** Extracted information follows **

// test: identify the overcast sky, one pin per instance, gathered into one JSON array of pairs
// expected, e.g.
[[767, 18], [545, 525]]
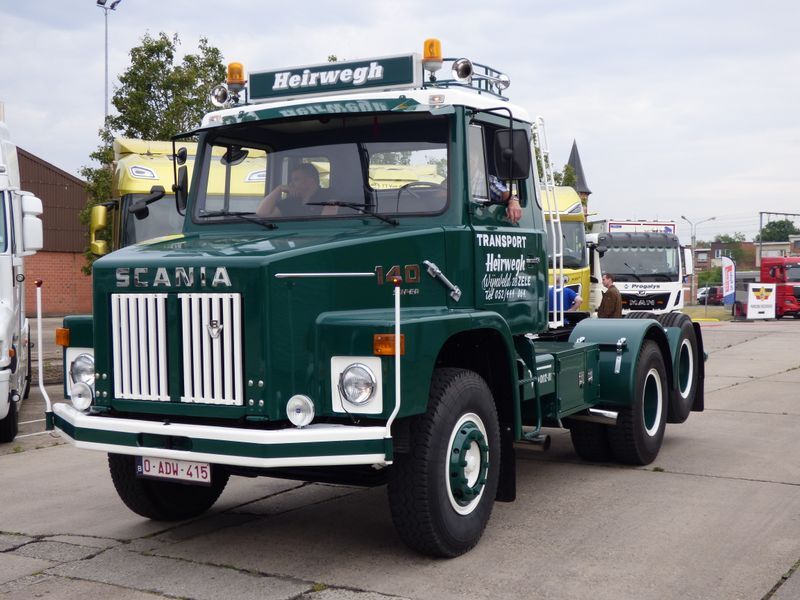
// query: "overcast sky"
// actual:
[[678, 107]]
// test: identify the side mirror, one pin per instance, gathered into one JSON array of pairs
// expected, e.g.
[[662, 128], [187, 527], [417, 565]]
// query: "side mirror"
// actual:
[[98, 220], [32, 231], [139, 208], [181, 189], [512, 154]]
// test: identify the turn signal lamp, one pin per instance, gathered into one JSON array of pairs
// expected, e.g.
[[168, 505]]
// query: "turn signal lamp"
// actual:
[[62, 336], [432, 55], [383, 344], [235, 78]]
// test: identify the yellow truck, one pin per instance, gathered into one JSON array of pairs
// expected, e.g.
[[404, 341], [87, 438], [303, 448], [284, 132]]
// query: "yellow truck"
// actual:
[[573, 234]]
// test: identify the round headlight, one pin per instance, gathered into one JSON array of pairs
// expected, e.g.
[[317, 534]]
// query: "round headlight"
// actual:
[[81, 395], [300, 410], [357, 384], [82, 369]]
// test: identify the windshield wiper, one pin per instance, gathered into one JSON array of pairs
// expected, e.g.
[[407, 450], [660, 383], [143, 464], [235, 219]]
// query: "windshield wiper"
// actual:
[[357, 207], [633, 271], [244, 216]]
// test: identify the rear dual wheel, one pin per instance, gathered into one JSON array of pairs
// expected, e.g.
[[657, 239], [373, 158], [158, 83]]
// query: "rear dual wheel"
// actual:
[[637, 437], [688, 367]]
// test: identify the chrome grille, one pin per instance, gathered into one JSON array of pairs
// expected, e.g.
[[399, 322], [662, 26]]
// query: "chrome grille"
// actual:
[[211, 339], [139, 339], [211, 328]]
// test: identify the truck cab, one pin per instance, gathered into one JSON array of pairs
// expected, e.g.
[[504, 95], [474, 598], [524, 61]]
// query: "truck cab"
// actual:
[[21, 235], [368, 312]]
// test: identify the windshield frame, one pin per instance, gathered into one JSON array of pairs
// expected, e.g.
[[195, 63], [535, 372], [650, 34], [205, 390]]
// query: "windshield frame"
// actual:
[[243, 134]]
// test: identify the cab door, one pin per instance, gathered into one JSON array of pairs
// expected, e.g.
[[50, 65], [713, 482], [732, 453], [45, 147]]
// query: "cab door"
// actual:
[[510, 262]]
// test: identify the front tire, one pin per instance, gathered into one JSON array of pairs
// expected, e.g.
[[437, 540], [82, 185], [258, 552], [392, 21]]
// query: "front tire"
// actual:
[[442, 492], [163, 500], [637, 437]]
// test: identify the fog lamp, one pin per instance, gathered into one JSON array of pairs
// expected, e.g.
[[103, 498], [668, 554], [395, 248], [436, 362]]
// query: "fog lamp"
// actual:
[[357, 384], [300, 410]]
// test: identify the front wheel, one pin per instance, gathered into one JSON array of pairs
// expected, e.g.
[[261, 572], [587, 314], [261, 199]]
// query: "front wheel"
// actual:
[[637, 437], [163, 500], [441, 492]]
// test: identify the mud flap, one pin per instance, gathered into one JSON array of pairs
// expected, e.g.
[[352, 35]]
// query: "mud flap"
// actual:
[[699, 399], [507, 483]]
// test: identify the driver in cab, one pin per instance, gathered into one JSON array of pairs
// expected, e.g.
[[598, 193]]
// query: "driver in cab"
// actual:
[[299, 197]]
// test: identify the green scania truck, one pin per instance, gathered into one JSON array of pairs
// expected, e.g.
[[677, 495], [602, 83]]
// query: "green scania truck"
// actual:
[[393, 334]]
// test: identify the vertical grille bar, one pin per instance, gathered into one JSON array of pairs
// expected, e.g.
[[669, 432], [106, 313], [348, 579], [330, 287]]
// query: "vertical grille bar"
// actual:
[[188, 388], [212, 326], [227, 337], [216, 349], [139, 346]]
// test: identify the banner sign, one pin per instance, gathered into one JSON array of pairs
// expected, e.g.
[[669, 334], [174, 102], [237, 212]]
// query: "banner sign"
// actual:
[[760, 300], [390, 72], [728, 280]]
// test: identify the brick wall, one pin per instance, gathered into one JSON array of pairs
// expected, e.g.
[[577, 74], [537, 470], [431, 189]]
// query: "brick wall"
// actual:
[[66, 290]]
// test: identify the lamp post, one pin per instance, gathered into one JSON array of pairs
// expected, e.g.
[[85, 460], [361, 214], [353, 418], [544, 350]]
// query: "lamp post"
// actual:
[[693, 284], [112, 6]]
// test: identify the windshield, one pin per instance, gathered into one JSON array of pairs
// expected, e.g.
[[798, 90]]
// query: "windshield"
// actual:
[[325, 167], [642, 264], [574, 239], [162, 219], [793, 272]]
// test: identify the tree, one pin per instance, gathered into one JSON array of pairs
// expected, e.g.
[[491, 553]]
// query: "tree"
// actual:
[[777, 231], [156, 99]]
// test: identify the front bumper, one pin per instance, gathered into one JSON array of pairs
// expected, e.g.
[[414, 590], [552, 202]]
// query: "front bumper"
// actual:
[[312, 446]]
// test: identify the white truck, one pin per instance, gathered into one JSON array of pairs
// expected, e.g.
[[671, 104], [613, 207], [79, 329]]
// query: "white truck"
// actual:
[[20, 235], [649, 267]]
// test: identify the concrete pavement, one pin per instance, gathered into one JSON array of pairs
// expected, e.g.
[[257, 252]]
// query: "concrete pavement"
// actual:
[[715, 516]]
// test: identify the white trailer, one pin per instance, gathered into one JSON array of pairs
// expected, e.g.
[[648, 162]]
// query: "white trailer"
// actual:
[[20, 235]]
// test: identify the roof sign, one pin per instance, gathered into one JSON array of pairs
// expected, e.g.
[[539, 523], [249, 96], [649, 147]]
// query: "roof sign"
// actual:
[[391, 72]]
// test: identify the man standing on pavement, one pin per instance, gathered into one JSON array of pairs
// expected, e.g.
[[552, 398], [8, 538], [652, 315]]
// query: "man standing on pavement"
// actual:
[[611, 304]]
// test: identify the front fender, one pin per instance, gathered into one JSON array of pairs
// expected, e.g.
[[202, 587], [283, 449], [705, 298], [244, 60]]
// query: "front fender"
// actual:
[[426, 330], [618, 378]]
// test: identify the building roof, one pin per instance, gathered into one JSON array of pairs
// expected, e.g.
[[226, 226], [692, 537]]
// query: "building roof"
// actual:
[[575, 162]]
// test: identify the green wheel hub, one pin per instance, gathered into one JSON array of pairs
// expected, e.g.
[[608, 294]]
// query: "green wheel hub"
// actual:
[[468, 463]]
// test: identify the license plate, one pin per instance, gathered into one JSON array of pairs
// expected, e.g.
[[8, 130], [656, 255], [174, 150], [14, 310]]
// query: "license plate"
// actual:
[[174, 470]]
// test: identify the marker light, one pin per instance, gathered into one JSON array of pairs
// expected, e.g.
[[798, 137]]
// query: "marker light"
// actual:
[[432, 55], [235, 78]]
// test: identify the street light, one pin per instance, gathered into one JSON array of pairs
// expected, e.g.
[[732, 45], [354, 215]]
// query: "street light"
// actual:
[[693, 284], [112, 6]]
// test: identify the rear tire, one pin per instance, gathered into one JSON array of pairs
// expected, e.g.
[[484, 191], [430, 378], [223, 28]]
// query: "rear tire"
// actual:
[[640, 315], [9, 425], [683, 395], [441, 492], [163, 500], [637, 437], [590, 441]]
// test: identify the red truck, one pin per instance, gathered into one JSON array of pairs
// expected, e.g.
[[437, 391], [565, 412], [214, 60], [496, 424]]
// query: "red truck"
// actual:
[[784, 272]]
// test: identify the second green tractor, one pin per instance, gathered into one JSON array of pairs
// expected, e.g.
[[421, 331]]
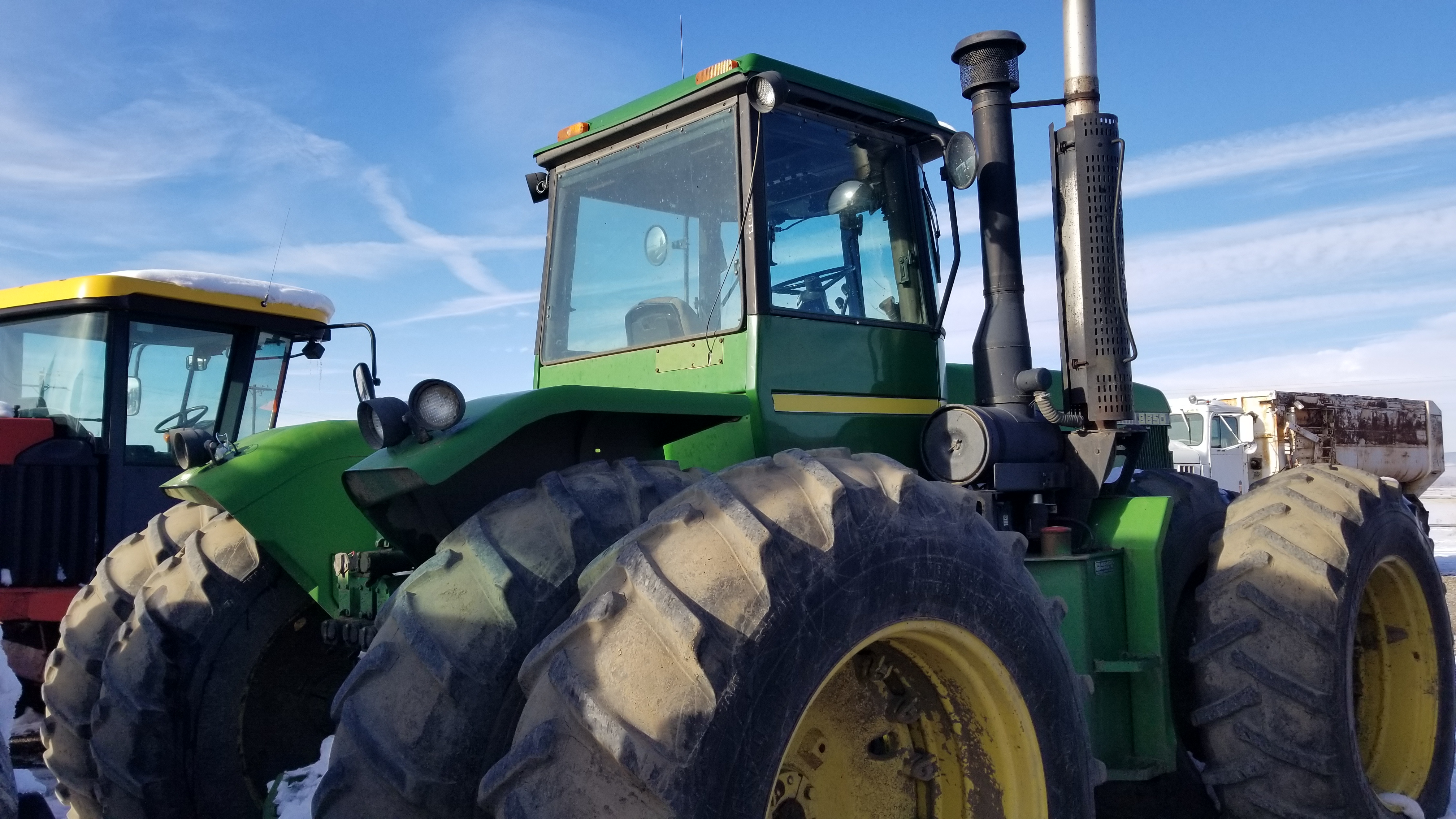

** End of Extracted information **

§ **Aim of the exercise**
Reproduce every line above as written, skipping pictures.

§ **Output below**
// test: identify the overcast sky, one pin per instance, gathered into one JSON array of pairs
// expected, e.g.
[[767, 18], [545, 525]]
// query: "overcast sky"
// actual:
[[678, 107]]
// test: identify the side mirror, one pin per instance, gathered into one JSON array of pairs
// expected, e.g.
[[662, 128], [187, 527], [417, 565]]
// query: "side mirror"
// actual:
[[98, 220], [32, 231], [139, 208], [181, 189], [512, 154]]
// test: identify the turn signal lamp, one pin per instance, gathered into one JSON array of pairs
// expected, e.g.
[[168, 505]]
// query: "turn signal lamp"
// actual:
[[62, 336], [432, 55], [383, 344], [235, 78]]
// test: identify the yellow truck, one pin per instance, gathered into one JSON array of pairs
// expected, e.g.
[[404, 341], [87, 438], [303, 448], [284, 132]]
// query: "yellow truck"
// actual:
[[573, 234]]
// test: identify the round headlight, one pin per instance, gathered into one JSON array of pairs
// expected, e.g.
[[317, 534]]
// query: "round headlight"
// actual:
[[81, 395], [300, 410], [357, 384], [82, 369]]
// test: identify the windshield wiper, one pin per instance, gathered into one JSON array of pairs
// expected, e.g.
[[407, 450], [660, 383], [143, 464], [235, 219]]
// query: "windshield wiper"
// actual:
[[357, 207], [633, 271], [244, 216]]
// test: identify the rear dual wheel, one pin per instance, gathered into one JSON array of pairs
// expected, e.g.
[[657, 239], [373, 158], [158, 83]]
// query: "rear dual wheel"
// actual:
[[637, 437], [688, 367]]
// test: identify the chrome grille, one pin per instance, gathered into one JSON array of pairs
// expected, e.g.
[[399, 322], [662, 26]]
// query: "chrome grille"
// actual:
[[211, 339], [139, 339], [211, 328]]
// test: identify the truck cab, one pin per instance, gathered into one JSON array of pairs
// expected, e.g.
[[504, 95], [474, 598], [524, 61]]
// query: "truck cab"
// actual:
[[21, 235], [368, 312]]
// test: identify the windshield frame, one pin per instance, gathered into one JSON array of pairs
// expected, e.g.
[[195, 63], [535, 372], [650, 34], [205, 390]]
// query: "windshield frame"
// actual:
[[243, 134]]
// test: identify the cab door, one pin per instance, gathered into one JSON array of pairs
// expected, e.g.
[[50, 65], [713, 482], [732, 453], [45, 147]]
// query: "cab door"
// actual:
[[510, 262]]
// test: identify the front tire, one pin per instance, gathered into one JSON array of pairs
// expected, e.g.
[[437, 540], [82, 185], [258, 552], [392, 21]]
// query: "front tire"
// actual:
[[442, 492], [163, 500], [637, 437]]
// test: identify the fog lamp, one pin per instance, gathered into one JSON array of pairs
// expected, e.g.
[[103, 498], [668, 554], [395, 248], [436, 362]]
// query: "fog lamp"
// actual:
[[357, 384], [300, 410]]
// test: identify the front wheel, one pin per instance, gathered into one JSON array of pairs
// expected, e.g.
[[261, 572], [587, 314], [261, 199]]
// query: "front wheel"
// actual:
[[637, 437], [163, 500], [441, 492]]
// test: identify the mud flap, one pin per instance, gathered into one JSON array of pairs
// expected, e.g.
[[352, 35]]
// query: "mud flap"
// actual:
[[699, 399], [507, 483]]
// test: identify the driver in cab, one pin per instance, gathered into one JSON array of pairs
// expected, e.g.
[[598, 193]]
// query: "driver in cab"
// actual:
[[299, 197]]
// test: identify the green scania truck, one pin per instance, gathered into one JSON array of pairs
// expected, e.g.
[[677, 495], [602, 83]]
// query: "green scania truck"
// actual:
[[393, 334]]
// test: identify the vertical grille bar, one pin per instance, gathered into one JSON array of pairs
// expected, e.g.
[[669, 432], [106, 313], [348, 579], [330, 287]]
// query: "vertical grille bar"
// actual:
[[188, 388], [212, 326], [227, 337], [216, 349], [139, 346]]
// test: identify the banner sign, one pin per instance, gathered into one JSON array of pairs
// expected, e.g.
[[669, 334], [174, 102], [237, 212]]
// query: "banner sign"
// actual:
[[760, 300], [390, 72], [728, 280]]
// test: identify the brick wall, one pin per instance, gathered into one JSON array of pairs
// expected, e.g.
[[577, 74], [537, 470], [431, 189]]
// query: "brick wall"
// actual:
[[66, 290]]
// test: identify the lamp post, one pin per instance, gathered into one JSON array of pairs
// expected, e.g.
[[85, 460], [361, 214], [353, 418], [544, 350]]
// query: "lamp post"
// actual:
[[693, 284], [112, 6]]
// test: identify the windshield, one pin per instance, gathered into one JSON array of pairs
// expected, e.g.
[[798, 90]]
// query: "windshield"
// actual:
[[325, 167], [642, 264], [574, 239], [162, 219], [793, 272]]
// test: identify the tree, one pin per instance, gathered into one JSON array of pairs
// expected, e.g.
[[491, 553]]
// query: "tree"
// actual:
[[777, 231], [156, 99]]
// test: identify the front bumper, one pin per instance, gathered into one JSON array of pairs
// expected, e.g.
[[414, 590], [552, 202]]
// query: "front bumper"
// actual:
[[312, 446]]
// test: identify the white truck, one pin per instance, gathered into one JSON array of pairs
// expected, e.g.
[[671, 104], [613, 207], [79, 329]]
// query: "white truck"
// actual:
[[20, 235], [649, 267]]
// test: identify the concrete pavement, one pin per instance, gathered into one JSON array of pairs
// expected, e.g.
[[257, 252]]
// query: "concrete pavement"
// actual:
[[715, 516]]
// test: identify the white trailer, one pin per instance, gathered into one JSON array of pairs
// expected, e.g.
[[648, 162]]
// query: "white trailer"
// actual:
[[20, 235]]
// test: identify the roof sign, one pin per instance, gathered into one JSON array of pairs
// expected, e.g.
[[539, 523], [249, 96], [649, 147]]
// query: "roof sign"
// actual:
[[391, 72]]
// test: identify the man standing on pavement, one pin per instance, gathered into one JSON array of pairs
// expected, e.g.
[[552, 398], [8, 538], [652, 315]]
// query: "man standing on pavement"
// actual:
[[611, 304]]
// test: identify the front fender, one pin per instance, gathered into one JSON array of pairs
// expected, e.g.
[[202, 587], [283, 449], [705, 298], [244, 60]]
// query: "front fender"
// actual:
[[426, 330], [618, 378]]
// test: identify the building roof, one pin per instance, gathered into one JSON array of pairs
// expected, e.g.
[[226, 226], [692, 537]]
// query: "building roof"
// actual:
[[575, 162]]
// test: identify the green wheel hub, one pin per instance, gathered into one JSON array of pairs
// expected, e.g.
[[608, 294]]
// query: "green wheel hub"
// actual:
[[468, 463]]
// test: identify the license plate, one pin per instance, gathered into one JSON array of pairs
// expected, e.g.
[[8, 130], [656, 255], [174, 150], [14, 310]]
// query: "license plate"
// actual:
[[174, 470]]
// test: identify the marker light, one pin per instance, gathered into one JSON array of pairs
// expected, e.g.
[[798, 137]]
// query: "marker light"
// actual:
[[432, 55], [235, 78]]
// test: identify the street light, one pin per instance, gathered into one JSON array of pairs
// expected, e.g.
[[732, 45], [354, 215]]
// query: "street light"
// actual:
[[693, 284], [112, 6]]
// test: identify the rear tire, one pin per instance, gathered into one JSON array of pairs
// expected, e.g.
[[484, 191], [430, 378], [223, 28]]
// query: "rear tire"
// actual:
[[640, 315], [9, 425], [683, 395], [441, 492], [163, 500], [637, 437], [590, 441]]
// test: identify the red truck, one pin per instance, gathered into one JSON array of pairs
// expected, e.g.
[[437, 391], [565, 412], [214, 60], [496, 424]]
// query: "red truck"
// actual:
[[784, 272]]
// test: identify the second green tractor, one pin per instance, gathered into one JSON array of pairs
// expected, e.g.
[[421, 331]]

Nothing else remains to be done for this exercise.